> **Task requirements**: In the listing below, copy out word for word the part that opens with the line containing "Expected: one point per instance of the gravestone, with" and closes with the line containing "[[165, 392]]", including both of those lines. Reproduce only that part.

(Coordinate labeling data)
====================

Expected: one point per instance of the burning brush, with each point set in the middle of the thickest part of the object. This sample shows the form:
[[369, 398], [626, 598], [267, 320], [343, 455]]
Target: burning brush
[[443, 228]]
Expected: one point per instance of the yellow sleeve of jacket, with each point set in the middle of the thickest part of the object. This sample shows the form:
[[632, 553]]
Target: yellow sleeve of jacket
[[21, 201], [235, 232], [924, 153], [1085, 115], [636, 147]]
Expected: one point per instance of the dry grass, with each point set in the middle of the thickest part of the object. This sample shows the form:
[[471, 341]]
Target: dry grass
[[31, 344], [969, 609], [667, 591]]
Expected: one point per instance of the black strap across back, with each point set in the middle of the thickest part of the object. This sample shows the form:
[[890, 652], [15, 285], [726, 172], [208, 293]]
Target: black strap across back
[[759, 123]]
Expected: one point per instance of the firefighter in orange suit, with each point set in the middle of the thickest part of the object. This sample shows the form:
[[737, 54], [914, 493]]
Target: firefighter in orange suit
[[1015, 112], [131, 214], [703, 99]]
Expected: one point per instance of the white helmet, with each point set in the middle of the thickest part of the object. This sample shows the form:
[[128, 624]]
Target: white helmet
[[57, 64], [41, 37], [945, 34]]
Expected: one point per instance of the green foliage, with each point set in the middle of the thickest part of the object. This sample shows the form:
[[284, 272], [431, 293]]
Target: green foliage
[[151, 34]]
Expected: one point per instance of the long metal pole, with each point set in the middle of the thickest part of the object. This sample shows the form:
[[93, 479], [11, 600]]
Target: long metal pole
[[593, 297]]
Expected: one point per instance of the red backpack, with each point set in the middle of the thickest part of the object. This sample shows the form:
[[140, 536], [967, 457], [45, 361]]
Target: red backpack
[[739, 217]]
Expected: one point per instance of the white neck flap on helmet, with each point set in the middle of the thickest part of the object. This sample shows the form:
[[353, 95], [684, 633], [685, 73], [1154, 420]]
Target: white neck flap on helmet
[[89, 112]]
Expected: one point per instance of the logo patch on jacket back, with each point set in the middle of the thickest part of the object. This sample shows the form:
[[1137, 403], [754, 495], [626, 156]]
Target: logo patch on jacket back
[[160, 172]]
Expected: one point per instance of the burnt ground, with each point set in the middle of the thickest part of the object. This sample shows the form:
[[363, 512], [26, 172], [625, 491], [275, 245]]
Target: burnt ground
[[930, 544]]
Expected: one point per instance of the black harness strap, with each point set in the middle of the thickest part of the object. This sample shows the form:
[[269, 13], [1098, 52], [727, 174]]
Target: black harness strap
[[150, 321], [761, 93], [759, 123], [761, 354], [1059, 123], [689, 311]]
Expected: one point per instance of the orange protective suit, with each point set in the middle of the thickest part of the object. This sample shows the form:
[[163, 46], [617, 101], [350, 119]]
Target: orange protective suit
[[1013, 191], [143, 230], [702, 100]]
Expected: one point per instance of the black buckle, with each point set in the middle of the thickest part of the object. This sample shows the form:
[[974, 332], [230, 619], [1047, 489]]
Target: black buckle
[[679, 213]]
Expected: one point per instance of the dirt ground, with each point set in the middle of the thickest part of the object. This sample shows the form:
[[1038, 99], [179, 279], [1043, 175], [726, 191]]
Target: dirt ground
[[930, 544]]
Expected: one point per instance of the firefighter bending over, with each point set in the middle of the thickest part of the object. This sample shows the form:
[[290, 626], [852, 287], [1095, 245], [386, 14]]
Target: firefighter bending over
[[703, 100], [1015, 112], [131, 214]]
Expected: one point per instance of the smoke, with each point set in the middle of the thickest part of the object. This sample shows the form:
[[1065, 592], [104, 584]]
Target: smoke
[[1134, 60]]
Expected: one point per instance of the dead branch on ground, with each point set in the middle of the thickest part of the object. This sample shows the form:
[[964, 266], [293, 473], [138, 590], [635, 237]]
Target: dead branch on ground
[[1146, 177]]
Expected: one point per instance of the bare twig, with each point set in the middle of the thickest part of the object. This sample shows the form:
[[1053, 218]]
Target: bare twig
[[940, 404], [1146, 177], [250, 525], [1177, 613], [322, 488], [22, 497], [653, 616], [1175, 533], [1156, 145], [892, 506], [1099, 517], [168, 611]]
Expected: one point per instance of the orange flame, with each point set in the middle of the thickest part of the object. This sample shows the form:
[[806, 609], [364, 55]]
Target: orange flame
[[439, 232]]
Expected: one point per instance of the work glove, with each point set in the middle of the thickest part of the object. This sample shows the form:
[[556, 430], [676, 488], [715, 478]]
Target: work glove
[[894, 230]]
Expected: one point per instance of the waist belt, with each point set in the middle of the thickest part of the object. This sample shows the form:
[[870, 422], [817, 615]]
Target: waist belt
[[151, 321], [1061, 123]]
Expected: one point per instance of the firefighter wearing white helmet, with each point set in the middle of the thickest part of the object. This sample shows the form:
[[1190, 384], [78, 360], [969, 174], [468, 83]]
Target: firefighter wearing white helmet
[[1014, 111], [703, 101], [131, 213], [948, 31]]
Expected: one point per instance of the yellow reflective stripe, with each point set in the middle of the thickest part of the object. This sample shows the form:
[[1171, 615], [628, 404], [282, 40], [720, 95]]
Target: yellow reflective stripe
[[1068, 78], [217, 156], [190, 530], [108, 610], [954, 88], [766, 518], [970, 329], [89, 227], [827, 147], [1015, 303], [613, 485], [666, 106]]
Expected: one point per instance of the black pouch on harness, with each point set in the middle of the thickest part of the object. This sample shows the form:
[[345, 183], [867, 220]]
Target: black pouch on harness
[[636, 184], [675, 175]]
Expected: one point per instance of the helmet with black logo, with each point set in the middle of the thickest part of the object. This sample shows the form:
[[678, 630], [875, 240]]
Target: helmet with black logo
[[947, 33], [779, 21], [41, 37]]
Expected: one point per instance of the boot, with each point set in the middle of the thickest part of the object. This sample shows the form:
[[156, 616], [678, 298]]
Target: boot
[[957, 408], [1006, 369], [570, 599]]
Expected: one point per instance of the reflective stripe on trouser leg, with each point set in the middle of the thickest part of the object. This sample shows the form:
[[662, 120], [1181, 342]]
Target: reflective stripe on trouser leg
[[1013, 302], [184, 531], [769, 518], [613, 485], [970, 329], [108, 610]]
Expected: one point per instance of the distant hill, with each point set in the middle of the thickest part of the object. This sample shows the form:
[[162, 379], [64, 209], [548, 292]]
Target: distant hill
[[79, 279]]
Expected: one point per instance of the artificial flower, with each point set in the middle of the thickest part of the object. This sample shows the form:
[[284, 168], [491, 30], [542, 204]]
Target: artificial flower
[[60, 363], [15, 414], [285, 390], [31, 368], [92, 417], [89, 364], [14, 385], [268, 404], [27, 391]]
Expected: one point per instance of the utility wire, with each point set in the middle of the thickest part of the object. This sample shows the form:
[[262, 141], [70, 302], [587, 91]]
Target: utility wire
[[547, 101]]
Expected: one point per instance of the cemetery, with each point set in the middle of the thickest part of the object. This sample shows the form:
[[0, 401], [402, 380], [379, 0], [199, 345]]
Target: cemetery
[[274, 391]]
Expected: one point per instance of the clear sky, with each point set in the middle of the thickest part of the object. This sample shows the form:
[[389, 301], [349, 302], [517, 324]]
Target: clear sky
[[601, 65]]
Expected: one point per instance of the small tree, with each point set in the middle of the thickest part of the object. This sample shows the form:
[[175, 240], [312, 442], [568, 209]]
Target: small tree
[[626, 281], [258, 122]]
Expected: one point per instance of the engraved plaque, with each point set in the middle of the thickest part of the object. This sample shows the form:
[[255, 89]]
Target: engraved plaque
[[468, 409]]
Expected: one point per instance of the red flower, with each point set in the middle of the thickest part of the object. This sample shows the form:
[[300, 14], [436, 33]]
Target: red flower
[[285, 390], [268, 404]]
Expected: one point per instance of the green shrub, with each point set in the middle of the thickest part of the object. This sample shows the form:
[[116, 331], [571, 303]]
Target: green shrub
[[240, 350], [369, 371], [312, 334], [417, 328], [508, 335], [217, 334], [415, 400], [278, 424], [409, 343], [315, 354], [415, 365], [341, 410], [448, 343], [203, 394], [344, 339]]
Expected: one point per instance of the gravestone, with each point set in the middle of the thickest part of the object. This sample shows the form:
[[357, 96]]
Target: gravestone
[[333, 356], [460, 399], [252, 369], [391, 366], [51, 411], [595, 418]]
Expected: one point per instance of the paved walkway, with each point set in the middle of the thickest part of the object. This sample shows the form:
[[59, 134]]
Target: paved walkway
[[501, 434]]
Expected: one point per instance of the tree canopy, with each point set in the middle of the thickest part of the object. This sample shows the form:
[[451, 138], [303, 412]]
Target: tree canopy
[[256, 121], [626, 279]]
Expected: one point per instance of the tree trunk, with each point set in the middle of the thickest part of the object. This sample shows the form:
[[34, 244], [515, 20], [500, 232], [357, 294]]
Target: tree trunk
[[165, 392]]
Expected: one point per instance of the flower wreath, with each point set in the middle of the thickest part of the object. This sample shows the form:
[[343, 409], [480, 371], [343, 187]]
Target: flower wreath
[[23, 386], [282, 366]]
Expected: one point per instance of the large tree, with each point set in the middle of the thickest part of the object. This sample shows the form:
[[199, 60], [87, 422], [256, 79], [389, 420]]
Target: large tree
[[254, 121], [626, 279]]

====================

> **Finished exercise**:
Expected: one point per instance of the gravestone, with each point set in the middle of the thickest part of the object. This sample shows the form:
[[357, 96]]
Target: gravestone
[[333, 356], [460, 399], [252, 369], [391, 366], [51, 411], [595, 418]]
Expected: one point per instance of the paved walkway, with each point set in the middle of the thickest part of the object. This sample shows the form:
[[59, 134]]
Target: paved walkway
[[501, 434]]
Expected: one point per instance of the tree canopy, with each point set in the middle of the thickest part of the object. This sample shows the form:
[[451, 138], [303, 412]]
Target: tree canopy
[[256, 121], [626, 279]]
Expected: one point per instance of the tree trunk, with each point set in the middle of the thickest part of the object. This sample shows the form:
[[34, 244], [515, 20], [500, 232], [357, 294]]
Target: tree trunk
[[165, 392]]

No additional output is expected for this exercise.